In 1324, when Musa Keita I, Emperor of the Mali Empire, made his famous pilgrimage to Mecca, news of his fabulous wealth in gold and slaves arrived in Europe – an altogether poorer part of the world. The Catalan Atlas, drawn and written in Majorca in around 1375, was, for some time, the best map of the known world available in Europe. In this map, painted onto vellum leaves with lapis lazuli, silver and gold, Keita I appears, in regal dress, with an inscription that notes the source of his wealth: “This king is the richest and noblest of all these lands due to the abundance of gold that is extracted from his lands.”

In the European myth of Prester John, which reaches back to at least the 12th century, the fabulously wealthy Christian King was first believed to be in Persia, and then India. After Keita I made his pilgrimage to Mecca, Prester John’s imagined location shifted to Ethiopia. Portuguese traders began looking to Africa as a source of wealth. In 1419, the Portuguese crown claimed Madeira, an uninhabited archipelago in the North Atlantic. In 1444, Portuguese traders arrived at the coast of Senegal, began to purchase slaves and built a settlement on Gorée Island. They went on to build stone fortresses, feitorias – from which the English word factory is derived – along the Northern part of the Western coast of Africa. The feitorias were used as nodes in a set of trade networks that included gold, ivory and enslaved people.

Sidney Mintz tells us that sugar cane was first domesticated in New Guinea around 8,000 BC. Two thousand years later it was carried to India where the army led by Alexander the Great encountered it. By 500 AD, sugar was being produced near Baghdad, where it was known as ‘the Indian luxury’. It arrived – along with rice, wheat, cotton and citrus fruits – in Southern Europe with the Arab invasion of Spain in 711. In the Crusader states set up in the Levant after the conquest of Jerusalem in 1099, sugar cane was grown with a mixture of free and forced labour. “Europeans”, Mintz concludes, “became producers of sugar as a result of the Crusades.”

In 1452, sugarcane plantations, based on the model of the Crusader plantations but worked by African slaves, were set up in Madeira. In the same year Pope Nicholas V issued a bull, Dum Diversas (Until Different) authorising the Portuguese King to “invade, search out, capture, and subjugate the Saracens and pagans . . . as well as their kingdoms, duchies, counties, principalities, and other property . . . and to reduce their persons to perpetual servitude”.

Constantinople fell to the Ottoman armies, led by Mehmed the Conqueror in 1453. Athens fell in 1458. The Ottoman Empire was building an army, and a navy, that would become the most powerful in Europe. At the same time the European elites depended on Muslim traders to access spices from Asia. The desire to capture this lucrative trade, and to undermine part of the basis for Muslim prosperity, lead to increased interest in the possibility of a sea route to Asia.

§ **RECORDED INFORMATION**

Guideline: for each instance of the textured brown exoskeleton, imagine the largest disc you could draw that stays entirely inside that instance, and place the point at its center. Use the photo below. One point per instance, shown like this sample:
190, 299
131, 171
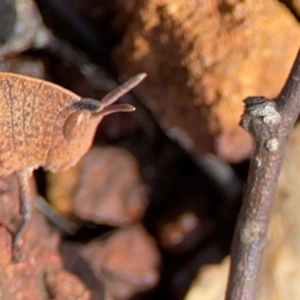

§ **WORK TO COMPLETE**
1. In the text on sugar, gold and the Portuguese slave trade, what year did Pope Nicholas V issue the bull Dum Diversas?
2. Carry the text on sugar, gold and the Portuguese slave trade forward from its final sentence.

§ **RESPONSES**
1. 1452

2.
Christopher Columbus, an ambitious trader born in Genoa, sought to stake a personal claim on this possibility. He had read Marco Polo’s account of his travels to the East and concluded that he could sail west and reach Japan. Columbus was married to the daughter of a sugar plantation owner on Porto Santo, an island close to Madeira. In 1482, he had sailed with the fleet that built São Jorge da Mina, a Portuguese feitoria on the coast of what is now Ghana.

On 3 August 1492, Columbus set sail from the port of Palos, in Andalusia in Spain. The opening line of his diary records that: “In the same month in which their Majesties issued the edict that all Jews should be driven out of the kingdom and its territories, in the same month they gave me the order to undertake with sufficient men my expedition of discovery to the Indies.” His diary reveals an obsessive interest in gold.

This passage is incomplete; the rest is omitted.